■ **Instruction**: In the excerpt on drilling holes in bike frames, which part of the frame did the writer drill into on two bikes, and for what purpose?

++++ Excerpt provided ++++

I would recommend you not do this. I have first hand experience with drilling holes in frames, albeit only one hole. Although it was a success, the situation was different.

The short version...on two separate bikes, I drilled into the seat tube to allow for a dropper post routing. I have had no trouble.

I did my homework, considered pros and cons, and most importantly considered the cost of ruining the bike. After drilling, I would ride it and then inspect it, gradually increasing the amount of rigor of the test, to the point that I was going over jumps and landing flat.

Other posts suggested that there could be cracks that I don't see. It is possible, yes, but based on the amount of abuse this bike has gone through, I feel like if it were going to fail, it would have failed by now.

Your situation is different, you would need two holes, and they are proposed on the downtube, where there is more stress. If you have a butted frame, the material is thinner in the middle, right where you would want the holes to be.

I do not think the rivnuts will add strength to any holes you drill. This might be the case if it were a perfect fit, and welded in with no voids. But that is not the case. They are not designed to add strength to anything, just to add threads to something that is already plenty strong.

You will not be able to figure out how think the material is without drilling into it, at least not that a layperson can do. I expect someone scientist with the right xray or ultrasound could do it, but practically speaking, your guess is the best you can do.

I would suggest a similar approach to what another user mentioned. But here is how I would do it. Cut a strip of old inner tub, about 2 cm wide. Wrap it around your frame once or twice where you would have wanted to drill the holes. If you want to glue it on there, you can, but you don't need to. I'd suggest Barge Cement, just do it outdoors, that stuff has some pretty serious fumes. Now just zip-tie the water cage on there, nice and tight. If the zip tie slips of the spot on the water cage where the bolt would go, just bend a little lip into it.

Lastly, I get the hunch you are the kind of guy that likes to tinker with stuff. Me too. In this case, I would suggest your tinkering skills with drill bits would be best applied somewhere else.

++++ Source material ++++

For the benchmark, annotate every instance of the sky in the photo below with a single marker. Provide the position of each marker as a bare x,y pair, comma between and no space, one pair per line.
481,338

++++

■ **Answer for this exercise**: The seat tube, to allow for dropper post routing.